(Page)
By Rep. Mark Finchem

HB2002 is a response to calls from parents and teachers to end political activism in the K-12 classroom. Parents expect teachers to teach, not to indoctrinate. There is a teachable moment here.

Contrary to what leftist political pundits and apologists for injecting politics everywhere assert, we employ teachers to inspire curiosity in science, and to foster competency in reading, mathematics and writing, not to promote ideological obedience. In essence there is an agency relationship created in the employment relationship. The claim that HB2002, pre-filed for the 2019 Legislative session, silences the First Amendment right of teacher free speech is a false claim, fabricated for headlines. The claim is unfounded, and actually runs counter to the 2015 9th Circuit Court of Appeals ruling in Arce V. Douglas.

(Written tasks)
#1 In the piece on HB2002, which court ruling does the teacher free speech claim run counter to?
#2 Resume the piece on HB2002 after its final sentence, keeping the same voice and line of argument.

(Information given)
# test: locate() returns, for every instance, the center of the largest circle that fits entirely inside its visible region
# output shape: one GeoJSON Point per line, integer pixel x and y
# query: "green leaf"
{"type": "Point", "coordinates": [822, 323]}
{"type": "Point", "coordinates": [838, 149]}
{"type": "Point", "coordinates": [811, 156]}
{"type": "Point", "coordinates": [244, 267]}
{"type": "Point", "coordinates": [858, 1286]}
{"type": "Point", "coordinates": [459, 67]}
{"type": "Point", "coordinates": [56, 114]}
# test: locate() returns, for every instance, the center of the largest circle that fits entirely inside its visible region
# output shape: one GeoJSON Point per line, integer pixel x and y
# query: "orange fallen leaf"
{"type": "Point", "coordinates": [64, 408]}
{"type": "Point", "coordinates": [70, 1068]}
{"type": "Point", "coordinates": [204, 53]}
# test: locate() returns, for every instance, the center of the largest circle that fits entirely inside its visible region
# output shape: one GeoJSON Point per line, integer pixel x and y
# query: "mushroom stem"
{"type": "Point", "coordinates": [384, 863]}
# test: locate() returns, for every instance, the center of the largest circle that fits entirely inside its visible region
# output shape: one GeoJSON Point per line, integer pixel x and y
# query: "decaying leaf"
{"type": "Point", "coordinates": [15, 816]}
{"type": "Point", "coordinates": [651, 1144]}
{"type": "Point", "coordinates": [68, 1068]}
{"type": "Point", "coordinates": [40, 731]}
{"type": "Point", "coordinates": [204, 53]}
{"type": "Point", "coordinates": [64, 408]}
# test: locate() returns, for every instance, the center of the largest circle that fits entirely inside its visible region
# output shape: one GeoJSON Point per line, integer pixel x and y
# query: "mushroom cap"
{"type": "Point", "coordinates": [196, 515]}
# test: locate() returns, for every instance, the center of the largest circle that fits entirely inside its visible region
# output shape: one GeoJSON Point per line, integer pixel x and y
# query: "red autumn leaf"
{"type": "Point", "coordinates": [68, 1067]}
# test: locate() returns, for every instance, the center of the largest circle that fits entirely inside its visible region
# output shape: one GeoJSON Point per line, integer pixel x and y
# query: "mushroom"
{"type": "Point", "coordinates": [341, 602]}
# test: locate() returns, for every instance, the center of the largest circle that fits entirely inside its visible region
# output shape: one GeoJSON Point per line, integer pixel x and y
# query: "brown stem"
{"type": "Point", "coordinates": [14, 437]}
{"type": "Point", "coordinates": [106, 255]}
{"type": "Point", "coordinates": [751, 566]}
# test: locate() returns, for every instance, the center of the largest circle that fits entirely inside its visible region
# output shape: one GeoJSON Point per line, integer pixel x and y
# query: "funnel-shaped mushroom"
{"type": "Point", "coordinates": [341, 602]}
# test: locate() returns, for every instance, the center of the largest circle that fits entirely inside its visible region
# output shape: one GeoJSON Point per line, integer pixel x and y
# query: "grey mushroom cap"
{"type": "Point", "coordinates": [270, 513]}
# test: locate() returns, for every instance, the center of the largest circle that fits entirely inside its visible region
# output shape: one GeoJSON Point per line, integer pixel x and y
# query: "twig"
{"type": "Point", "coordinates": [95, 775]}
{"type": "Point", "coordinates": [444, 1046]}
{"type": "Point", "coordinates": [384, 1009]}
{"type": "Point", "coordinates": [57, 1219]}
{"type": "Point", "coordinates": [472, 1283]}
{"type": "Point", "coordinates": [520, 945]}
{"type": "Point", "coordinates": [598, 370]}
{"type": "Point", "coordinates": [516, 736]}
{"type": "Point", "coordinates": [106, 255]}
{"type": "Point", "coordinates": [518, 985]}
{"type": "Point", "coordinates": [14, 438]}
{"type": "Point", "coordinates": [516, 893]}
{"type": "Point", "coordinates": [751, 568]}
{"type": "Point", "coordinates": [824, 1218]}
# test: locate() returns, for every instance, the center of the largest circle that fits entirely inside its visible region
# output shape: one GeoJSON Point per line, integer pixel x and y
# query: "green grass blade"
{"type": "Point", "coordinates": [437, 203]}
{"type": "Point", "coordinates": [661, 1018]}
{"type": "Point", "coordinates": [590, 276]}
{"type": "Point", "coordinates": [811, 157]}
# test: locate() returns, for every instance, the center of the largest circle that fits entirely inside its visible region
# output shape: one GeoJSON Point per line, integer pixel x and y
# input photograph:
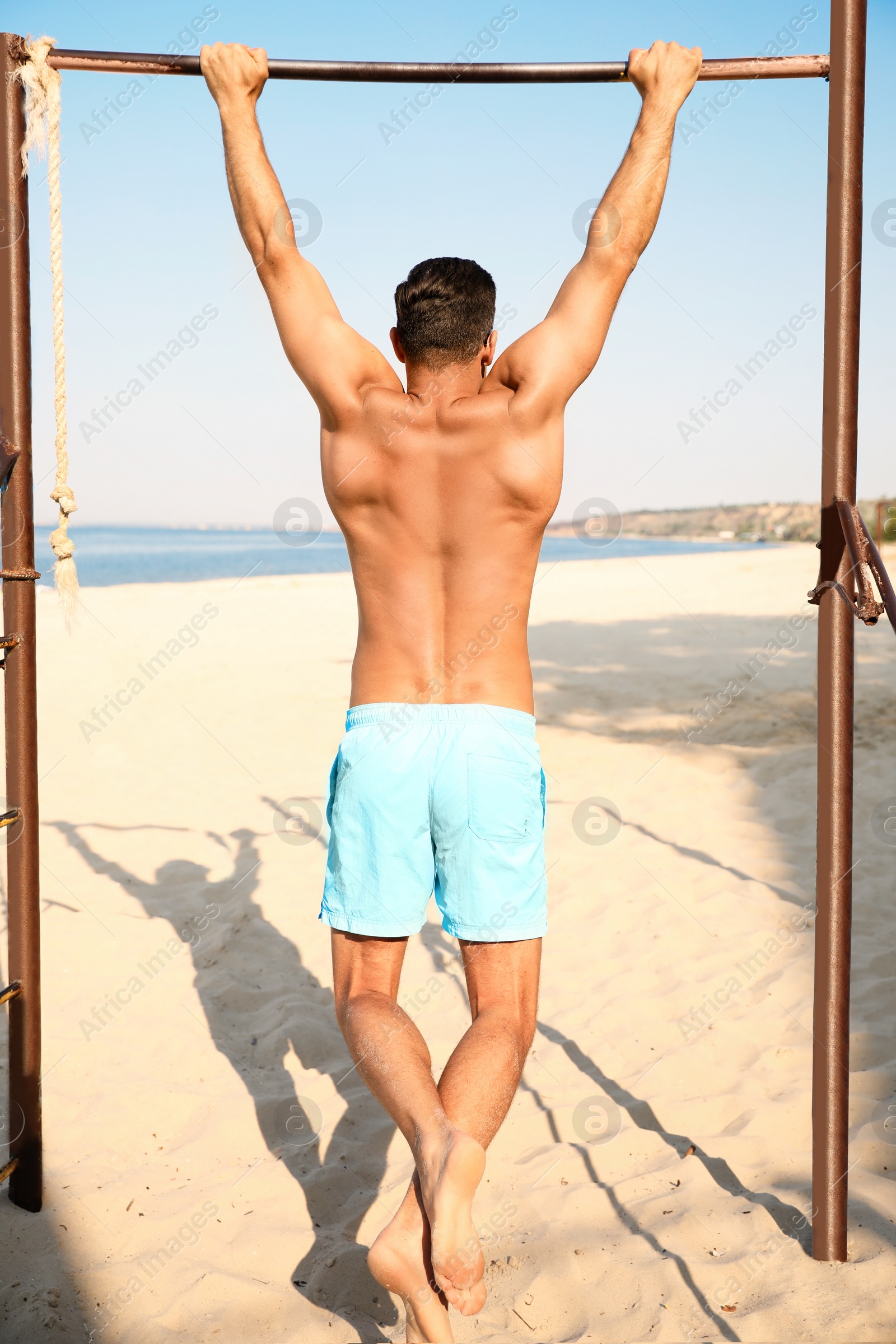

(Set of answers)
#1 The 2015 9th Circuit Court of Appeals ruling in Arce V. Douglas.

#2
In Arce, Judge Wallace Tashima ruled, “state limitations on school curricula that restrict a student’s access to materials otherwise available may be upheld only where they are reasonably related to legitimate pedagogical concerns—especially in a context such as this, where the local school board has already determined that the material at issue adds value to its local school curriculum. Granting wider discretion has the potential to substantially hinder a student’s ability to develop the individualized insight and experience needed to meaningfully exercise her rights of speech, press, and political freedom. Pico, 457 U.S. at 867,” (Tashima, 2015, Pg. 27, Pa.1). In short, teachers are not permitted to evangelize their personal political positions, but must teach narrowly to the approved curriculum.

I respect teachers and the teaching profession. Teachers play a critical role in our society; they are often trusted advisors, mentors and influencers of the next generation of leaders, and society at large. It is shocking that individuals occupying positions of trust in the eyes of parents and our children, object to standards of professional conduct. Professionals including attorneys, accountants, realtors, architects and even journalists subscribe to their respective Codes of Ethics. It sets these vocations aside as professions. As professionals, teachers should follow the lead of most other professions and embrace a code of ethics.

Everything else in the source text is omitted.